- **Task statement**
Render all of the following material as a numbered list, one line per item, and skip any blank lines.
---*---
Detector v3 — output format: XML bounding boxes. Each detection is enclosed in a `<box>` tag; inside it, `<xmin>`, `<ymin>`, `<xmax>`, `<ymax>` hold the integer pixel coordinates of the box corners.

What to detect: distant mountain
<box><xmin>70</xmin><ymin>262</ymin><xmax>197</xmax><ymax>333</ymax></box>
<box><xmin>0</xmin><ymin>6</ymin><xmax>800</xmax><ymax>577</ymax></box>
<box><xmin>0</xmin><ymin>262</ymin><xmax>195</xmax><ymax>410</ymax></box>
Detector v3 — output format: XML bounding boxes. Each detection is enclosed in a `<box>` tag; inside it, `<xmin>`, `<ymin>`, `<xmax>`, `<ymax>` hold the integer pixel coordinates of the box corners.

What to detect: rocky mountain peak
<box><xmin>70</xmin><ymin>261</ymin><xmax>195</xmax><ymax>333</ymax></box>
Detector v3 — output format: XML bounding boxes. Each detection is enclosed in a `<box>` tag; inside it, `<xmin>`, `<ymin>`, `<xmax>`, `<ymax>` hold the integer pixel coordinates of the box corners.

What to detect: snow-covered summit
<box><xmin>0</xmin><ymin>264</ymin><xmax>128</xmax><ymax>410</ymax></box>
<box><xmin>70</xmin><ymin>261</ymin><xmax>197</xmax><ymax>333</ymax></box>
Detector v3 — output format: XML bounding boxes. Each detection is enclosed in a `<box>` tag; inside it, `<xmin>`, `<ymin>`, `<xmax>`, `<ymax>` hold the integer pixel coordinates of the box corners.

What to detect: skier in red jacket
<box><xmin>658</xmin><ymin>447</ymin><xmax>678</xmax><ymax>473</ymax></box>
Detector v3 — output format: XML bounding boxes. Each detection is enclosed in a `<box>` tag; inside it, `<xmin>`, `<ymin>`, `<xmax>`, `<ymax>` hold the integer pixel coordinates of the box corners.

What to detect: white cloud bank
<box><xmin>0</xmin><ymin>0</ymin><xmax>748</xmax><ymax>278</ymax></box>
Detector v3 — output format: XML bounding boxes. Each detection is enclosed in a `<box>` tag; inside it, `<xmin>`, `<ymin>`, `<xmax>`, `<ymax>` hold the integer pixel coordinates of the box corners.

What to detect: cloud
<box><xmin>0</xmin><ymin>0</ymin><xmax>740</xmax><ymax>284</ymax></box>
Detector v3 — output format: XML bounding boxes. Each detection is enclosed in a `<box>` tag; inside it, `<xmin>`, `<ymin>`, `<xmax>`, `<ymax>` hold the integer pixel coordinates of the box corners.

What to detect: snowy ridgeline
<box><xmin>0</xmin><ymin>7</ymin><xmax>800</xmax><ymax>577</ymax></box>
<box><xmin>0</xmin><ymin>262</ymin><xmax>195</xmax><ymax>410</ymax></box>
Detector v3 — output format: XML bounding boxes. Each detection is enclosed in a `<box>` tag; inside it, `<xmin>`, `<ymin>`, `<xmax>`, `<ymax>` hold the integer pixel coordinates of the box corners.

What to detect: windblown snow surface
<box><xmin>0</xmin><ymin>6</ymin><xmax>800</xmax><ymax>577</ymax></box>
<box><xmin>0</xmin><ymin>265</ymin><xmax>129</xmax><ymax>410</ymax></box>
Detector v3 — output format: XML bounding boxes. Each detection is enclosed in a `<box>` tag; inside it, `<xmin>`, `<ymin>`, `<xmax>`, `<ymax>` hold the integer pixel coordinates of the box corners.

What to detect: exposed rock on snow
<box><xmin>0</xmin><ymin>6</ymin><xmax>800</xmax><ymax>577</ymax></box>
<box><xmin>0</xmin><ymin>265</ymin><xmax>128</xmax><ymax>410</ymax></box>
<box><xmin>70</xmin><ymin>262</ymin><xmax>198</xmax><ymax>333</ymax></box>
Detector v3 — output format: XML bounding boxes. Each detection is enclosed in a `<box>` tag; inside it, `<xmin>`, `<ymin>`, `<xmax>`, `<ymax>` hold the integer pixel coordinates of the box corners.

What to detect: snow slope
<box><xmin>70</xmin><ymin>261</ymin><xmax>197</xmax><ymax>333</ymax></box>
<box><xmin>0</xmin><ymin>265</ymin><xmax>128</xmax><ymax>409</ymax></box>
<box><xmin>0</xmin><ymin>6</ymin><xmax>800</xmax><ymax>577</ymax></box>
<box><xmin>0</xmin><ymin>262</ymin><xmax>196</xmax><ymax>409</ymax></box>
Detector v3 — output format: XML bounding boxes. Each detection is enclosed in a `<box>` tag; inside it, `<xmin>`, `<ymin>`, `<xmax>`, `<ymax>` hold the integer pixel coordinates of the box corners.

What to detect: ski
---*---
- **Complete response**
1. Detector v3 — output format: XML bounding boxes. Each detection is enclosed in a `<box>` tag; inside it, `<xmin>`, `<ymin>`, `<xmax>`, `<ymax>` hold the integer pixel coordinates of the box corners.
2. What to detect: distant mountain
3. <box><xmin>70</xmin><ymin>262</ymin><xmax>197</xmax><ymax>333</ymax></box>
4. <box><xmin>0</xmin><ymin>6</ymin><xmax>800</xmax><ymax>577</ymax></box>
5. <box><xmin>0</xmin><ymin>262</ymin><xmax>195</xmax><ymax>410</ymax></box>
6. Detector v3 — output format: XML bounding boxes. Each detection is enclosed in a `<box>` tag; inside it, `<xmin>`, `<ymin>`, `<xmax>`, `<ymax>` hold the integer pixel coordinates of the box corners.
7. What to detect: rocky mountain peak
8. <box><xmin>70</xmin><ymin>261</ymin><xmax>195</xmax><ymax>333</ymax></box>
9. Detector v3 — output format: XML bounding boxes. Each detection is enclosed in a `<box>` tag; inside it, `<xmin>`, `<ymin>`, `<xmax>`, `<ymax>` hold the integer pixel coordinates of the box corners.
10. What to detect: snow-covered summit
11. <box><xmin>0</xmin><ymin>264</ymin><xmax>128</xmax><ymax>410</ymax></box>
12. <box><xmin>70</xmin><ymin>261</ymin><xmax>197</xmax><ymax>333</ymax></box>
13. Detector v3 — output format: XML bounding boxes. Each detection is enclosed in a `<box>` tag; inside it, `<xmin>`, `<ymin>`, `<xmax>`, `<ymax>` hold the integer pixel coordinates of the box corners.
14. What to detect: skier in red jacket
15. <box><xmin>658</xmin><ymin>447</ymin><xmax>678</xmax><ymax>473</ymax></box>
16. Detector v3 — output format: XML bounding boxes. Each detection is enclosed in a `<box>` tag; inside it, `<xmin>`, `<ymin>`, `<xmax>`, `<ymax>` hold the integer pixel coordinates of the box corners.
17. What to detect: white cloud bank
18. <box><xmin>0</xmin><ymin>0</ymin><xmax>748</xmax><ymax>278</ymax></box>
19. Detector v3 — output format: XML bounding boxes. Each detection is enclosed in a `<box>` tag; inside it, `<xmin>`, `<ymin>`, `<xmax>`, `<ymax>` hold the integer pixel coordinates of the box corners.
20. What to detect: cloud
21. <box><xmin>0</xmin><ymin>0</ymin><xmax>740</xmax><ymax>284</ymax></box>
22. Detector v3 — output format: XML bounding boxes. Each detection is enclosed in a `<box>` tag; inside it, `<xmin>`, `<ymin>`, `<xmax>`, `<ymax>` hold the integer pixel coordinates of the box corners.
23. What to detect: snowy ridgeline
24. <box><xmin>0</xmin><ymin>7</ymin><xmax>800</xmax><ymax>577</ymax></box>
25. <box><xmin>0</xmin><ymin>262</ymin><xmax>195</xmax><ymax>410</ymax></box>
26. Detector v3 — output format: XML bounding boxes. Each detection is enclosed in a `<box>` tag; inside it, `<xmin>`, `<ymin>`, `<xmax>`, `<ymax>` hold the integer pixel coordinates of the box corners.
27. What to detect: windblown snow surface
28. <box><xmin>0</xmin><ymin>6</ymin><xmax>800</xmax><ymax>577</ymax></box>
29. <box><xmin>0</xmin><ymin>265</ymin><xmax>129</xmax><ymax>410</ymax></box>
30. Detector v3 — output format: XML bounding boxes. Each detection is enclosed in a `<box>` tag; inside it, `<xmin>`, `<ymin>`, `<xmax>`, `<ymax>` hold the integer pixel coordinates of the box corners.
31. What to detect: exposed rock on snow
32. <box><xmin>0</xmin><ymin>6</ymin><xmax>800</xmax><ymax>577</ymax></box>
33. <box><xmin>0</xmin><ymin>265</ymin><xmax>128</xmax><ymax>410</ymax></box>
34. <box><xmin>70</xmin><ymin>262</ymin><xmax>198</xmax><ymax>333</ymax></box>
35. Detector v3 — output format: XML bounding boxes. Each detection is enclosed in a `<box>` tag; inside it, `<xmin>`, `<ymin>`, `<xmax>`, `<ymax>` hold the integer pixel coordinates of the box corners.
36. What to detect: snow slope
37. <box><xmin>70</xmin><ymin>261</ymin><xmax>197</xmax><ymax>333</ymax></box>
38. <box><xmin>0</xmin><ymin>265</ymin><xmax>128</xmax><ymax>409</ymax></box>
39. <box><xmin>0</xmin><ymin>6</ymin><xmax>800</xmax><ymax>577</ymax></box>
40. <box><xmin>0</xmin><ymin>262</ymin><xmax>196</xmax><ymax>409</ymax></box>
41. Detector v3 — output format: XML bounding boxes. Each detection is enclosed in a `<box>` tag; inside it, `<xmin>`, `<ymin>`, `<xmax>`, `<ymax>` hold the integer pixel coordinates of the box corners.
42. What to detect: ski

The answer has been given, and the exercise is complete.